What needs to be done | Copy every one of the following entries word for word, keeping each line and number unchanged.

** Start of Working data **

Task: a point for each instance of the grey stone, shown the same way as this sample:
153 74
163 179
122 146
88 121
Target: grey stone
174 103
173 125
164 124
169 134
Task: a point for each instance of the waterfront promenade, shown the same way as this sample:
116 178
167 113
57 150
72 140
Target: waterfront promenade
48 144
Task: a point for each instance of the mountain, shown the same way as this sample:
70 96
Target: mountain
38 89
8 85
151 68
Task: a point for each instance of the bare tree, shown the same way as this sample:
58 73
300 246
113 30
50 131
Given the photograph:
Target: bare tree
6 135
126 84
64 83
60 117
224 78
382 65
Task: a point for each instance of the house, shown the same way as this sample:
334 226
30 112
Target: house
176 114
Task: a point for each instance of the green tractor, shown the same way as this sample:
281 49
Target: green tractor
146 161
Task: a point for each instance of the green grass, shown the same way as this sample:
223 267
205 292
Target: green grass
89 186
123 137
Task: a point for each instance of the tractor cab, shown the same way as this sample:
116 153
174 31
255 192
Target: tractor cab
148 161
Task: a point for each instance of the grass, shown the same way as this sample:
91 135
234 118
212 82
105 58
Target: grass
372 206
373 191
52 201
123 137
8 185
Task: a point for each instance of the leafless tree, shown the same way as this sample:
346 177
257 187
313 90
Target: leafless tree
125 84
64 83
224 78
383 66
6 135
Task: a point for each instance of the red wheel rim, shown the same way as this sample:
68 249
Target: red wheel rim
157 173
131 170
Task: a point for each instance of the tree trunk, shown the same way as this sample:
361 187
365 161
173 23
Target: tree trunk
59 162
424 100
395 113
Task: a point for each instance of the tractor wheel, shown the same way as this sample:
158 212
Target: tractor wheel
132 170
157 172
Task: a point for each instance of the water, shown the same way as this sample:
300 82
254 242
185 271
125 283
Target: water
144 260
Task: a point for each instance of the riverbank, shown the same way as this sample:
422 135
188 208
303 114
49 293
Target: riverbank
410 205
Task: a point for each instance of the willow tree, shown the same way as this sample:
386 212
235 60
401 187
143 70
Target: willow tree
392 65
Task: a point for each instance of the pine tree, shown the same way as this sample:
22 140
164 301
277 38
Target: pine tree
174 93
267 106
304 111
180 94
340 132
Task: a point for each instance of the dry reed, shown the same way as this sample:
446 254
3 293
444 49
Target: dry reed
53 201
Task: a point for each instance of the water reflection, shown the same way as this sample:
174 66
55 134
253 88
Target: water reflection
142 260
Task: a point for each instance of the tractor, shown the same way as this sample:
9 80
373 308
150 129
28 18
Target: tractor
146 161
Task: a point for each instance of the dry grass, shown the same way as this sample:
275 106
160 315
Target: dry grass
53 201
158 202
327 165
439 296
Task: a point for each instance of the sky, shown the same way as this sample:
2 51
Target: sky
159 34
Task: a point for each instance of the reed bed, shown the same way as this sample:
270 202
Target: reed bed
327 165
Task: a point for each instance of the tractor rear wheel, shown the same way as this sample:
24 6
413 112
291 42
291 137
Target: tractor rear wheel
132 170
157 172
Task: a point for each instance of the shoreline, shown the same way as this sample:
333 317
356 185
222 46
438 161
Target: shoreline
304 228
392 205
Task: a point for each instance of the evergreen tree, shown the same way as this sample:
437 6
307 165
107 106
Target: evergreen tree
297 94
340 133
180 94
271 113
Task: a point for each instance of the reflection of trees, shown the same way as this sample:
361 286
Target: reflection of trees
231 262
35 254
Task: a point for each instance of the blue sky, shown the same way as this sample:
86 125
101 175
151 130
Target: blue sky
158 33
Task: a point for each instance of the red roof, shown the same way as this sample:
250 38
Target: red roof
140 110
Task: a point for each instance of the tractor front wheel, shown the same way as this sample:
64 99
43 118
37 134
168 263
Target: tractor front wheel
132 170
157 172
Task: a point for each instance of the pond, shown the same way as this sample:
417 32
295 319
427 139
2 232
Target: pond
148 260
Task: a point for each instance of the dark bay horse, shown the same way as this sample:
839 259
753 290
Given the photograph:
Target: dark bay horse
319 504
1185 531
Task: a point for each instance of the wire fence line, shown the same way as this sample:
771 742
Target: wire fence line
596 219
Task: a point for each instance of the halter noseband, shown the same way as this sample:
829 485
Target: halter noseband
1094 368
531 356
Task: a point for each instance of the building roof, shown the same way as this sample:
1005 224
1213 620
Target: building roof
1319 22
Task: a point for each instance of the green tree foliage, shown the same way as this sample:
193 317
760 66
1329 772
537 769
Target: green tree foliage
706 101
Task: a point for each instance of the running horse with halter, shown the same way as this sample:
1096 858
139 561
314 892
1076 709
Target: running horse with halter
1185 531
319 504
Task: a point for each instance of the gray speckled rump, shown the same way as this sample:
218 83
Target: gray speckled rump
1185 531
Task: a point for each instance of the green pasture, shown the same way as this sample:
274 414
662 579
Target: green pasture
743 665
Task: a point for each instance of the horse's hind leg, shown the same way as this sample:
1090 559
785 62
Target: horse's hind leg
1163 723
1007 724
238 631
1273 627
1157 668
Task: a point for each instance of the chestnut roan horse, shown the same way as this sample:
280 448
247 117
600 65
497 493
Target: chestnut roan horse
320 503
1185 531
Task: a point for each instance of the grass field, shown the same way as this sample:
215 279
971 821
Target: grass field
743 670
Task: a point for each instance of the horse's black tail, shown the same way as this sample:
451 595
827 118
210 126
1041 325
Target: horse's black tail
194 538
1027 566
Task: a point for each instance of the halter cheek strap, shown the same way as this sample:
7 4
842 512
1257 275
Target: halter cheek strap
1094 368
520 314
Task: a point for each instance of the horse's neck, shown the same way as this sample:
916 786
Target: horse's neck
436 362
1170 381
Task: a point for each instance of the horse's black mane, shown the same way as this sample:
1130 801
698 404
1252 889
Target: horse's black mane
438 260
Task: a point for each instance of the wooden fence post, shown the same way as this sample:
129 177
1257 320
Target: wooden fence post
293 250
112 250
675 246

** End of Working data **

Answer for the task |
Task: a point for each instance of the grey stone, shown the same way as this sample:
153 74
163 179
122 146
88 121
Target: grey stone
174 103
173 125
164 124
169 134
Task: a point for each instance of the waterfront promenade, shown the same way as this sample:
116 178
167 113
57 150
72 140
Target: waterfront promenade
48 144
Task: a point for each instance of the mountain, shown the same way as this sample:
70 96
Target: mountain
38 89
8 85
151 68
Task: a point for each instance of the bare tree, shown the same way as this sample:
58 73
300 246
113 30
50 131
Given the photograph:
Target: bare tree
6 135
126 84
64 83
60 117
224 78
382 65
Task: a point for each instance of the house, shown the same way as this sample:
334 226
30 112
Target: house
176 114
Task: a point for each instance of the green tractor, shown the same way as this sample:
281 49
Target: green tractor
146 161
Task: a point for each instance of the green grass, shown the same way as this sample:
223 267
205 292
Target: green grass
89 186
123 137
Task: a point for each instance of the tractor cab, shown the same way as this sample:
116 153
174 31
255 192
Target: tractor cab
148 161
Task: a point for each instance of the grass, shown the same way as this sample:
91 135
234 118
212 82
105 58
Target: grass
372 206
373 191
52 201
123 137
8 185
Task: a point for each instance of the leafless tree, shown the same way as this sample:
346 177
257 187
313 90
Target: leafless tree
125 84
64 83
224 78
383 66
6 135
Task: a point for each instance of the red wheel rim, shown the same way as this sample:
68 249
Target: red wheel rim
157 173
131 170
Task: a point for each instance of the tree trunk, shown the same way as this sample:
361 187
365 161
173 23
Target: tree trunk
59 162
424 100
395 113
Task: a point for each instance of the tractor wheel, shown the same way as this sample:
158 212
Target: tractor wheel
132 170
157 172
Task: a point for each instance of the water, shown the same way as this sample:
300 82
254 242
185 271
125 283
Target: water
144 260
Task: a point for each instance of the riverbank, shown the same way as this sample:
422 135
188 208
303 114
49 293
Target: riverbank
410 205
Task: a point for each instance of the willow tree, shown the same way as this sample:
386 212
235 60
401 187
143 70
Target: willow tree
392 65
Task: a point for each instance of the pine tree, shown the same way as this sample:
22 140
164 301
277 38
Target: pine tree
174 93
267 106
304 111
180 94
340 132
Task: a point for each instance of the dry reed, shown the same way as this sample:
446 254
3 293
444 49
Target: dry reed
53 201
Task: a point for each instance of the water reflection, shown the same way as this sample:
174 66
55 134
253 88
Target: water reflection
142 260
Task: a point for each instance of the tractor, shown the same way as this sample:
9 80
373 308
150 129
28 18
Target: tractor
146 161
Task: a point for each instance of the dry grass, shown the same way as this sample:
275 106
160 315
Target: dry grass
53 201
158 202
327 165
439 296
Task: a point for each instance of the sky, shown the same way as this sample:
2 51
Target: sky
159 34
Task: a point for each instance of the reed bed, shown the same way as this sample:
270 202
Target: reed bed
327 165
Task: a point for each instance of the tractor rear wheel, shown the same way as this sample:
24 6
413 112
291 42
291 137
Target: tractor rear wheel
132 170
157 172
Task: a point for each instance of the shoreline, shown the same way as this sample:
333 317
356 185
222 46
438 161
Target: shoreline
304 228
392 205
Task: a point for each instance of the evergreen tree, shown the same way as this sample:
437 6
307 165
107 106
Target: evergreen tree
297 94
340 133
180 94
271 113
Task: a point for each instance of the reflection of trees, shown the same way as this sample:
361 286
Target: reflection of trees
231 262
35 254
Task: a point for each instance of the blue sky, shown the same way as this sample:
86 125
101 175
151 130
Target: blue sky
158 33
Task: a point for each instance of the red roof, shown the same way as this sample:
250 38
Target: red roof
140 110
Task: a point for each instance of the tractor front wheel, shown the same way as this sample:
64 99
43 118
37 134
168 263
Target: tractor front wheel
132 170
157 172
Task: a point for each instance of the pond, shown the same way as this sample:
417 32
295 319
427 139
2 232
Target: pond
148 260
Task: a point for each instance of the dark bay horse, shown the same way as this sample:
839 259
753 290
Given the photograph:
Target: dark bay horse
319 504
1185 531
Task: a point for each instance of the wire fence line, shown the same way as this sample:
771 742
Target: wire fence line
596 219
Task: a point for each instance of the halter noseband, shown the same way as this sample:
829 485
Target: halter noseband
1094 368
531 356
Task: a point for each instance of the building roof, shown the same way as this sample:
1005 224
1213 620
Target: building roof
1319 22
Task: a point for each instance of the green tree foliage, shown the same way as this sample:
193 317
760 66
1329 772
537 769
Target: green tree foliage
706 101
Task: a point for each instance of the running horse with halter, shown the same way as this sample:
1096 858
139 561
314 892
1076 709
Target: running horse with halter
1185 531
319 504
Task: a point for each instance of the gray speckled rump, shown the same way as this sample:
218 83
Target: gray speckled rump
1185 531
Task: a point for each instance of the green pasture, shown the same way as this sample:
274 414
662 579
Target: green pasture
743 665
Task: a point for each instance of the horse's hind leg, shown the same way as this sample:
1090 559
785 62
Target: horse's hind leg
1163 723
1007 724
238 631
1273 627
1157 668
Task: a point for each instance of the chestnut roan horse, shown the same way as this sample:
280 448
247 117
600 65
497 493
Target: chestnut roan horse
320 503
1185 531
Task: a point for each instance of the grass field, shown the same way as this sample:
215 279
971 821
Target: grass field
743 670
Task: a point for each instance of the horse's black tail, shown the same way as this sample:
451 595
827 118
210 126
1041 325
Target: horse's black tail
194 538
1027 566
Task: a point for each instance of the halter cheek strap, shown the same way as this sample:
7 4
842 512
1257 275
Target: halter cheek strap
1094 368
520 314
Task: a point for each instance of the horse's neck, shown the same way as this sample:
916 786
Target: horse's neck
436 362
1170 381
Task: a point for each instance of the horse's black mane, shown the same way as this sample:
1130 801
698 404
1252 889
Target: horse's black mane
438 260
Task: a point for each instance of the wooden fence post, shown the same way as this sample:
129 177
1257 320
Target: wooden fence post
293 250
112 250
675 246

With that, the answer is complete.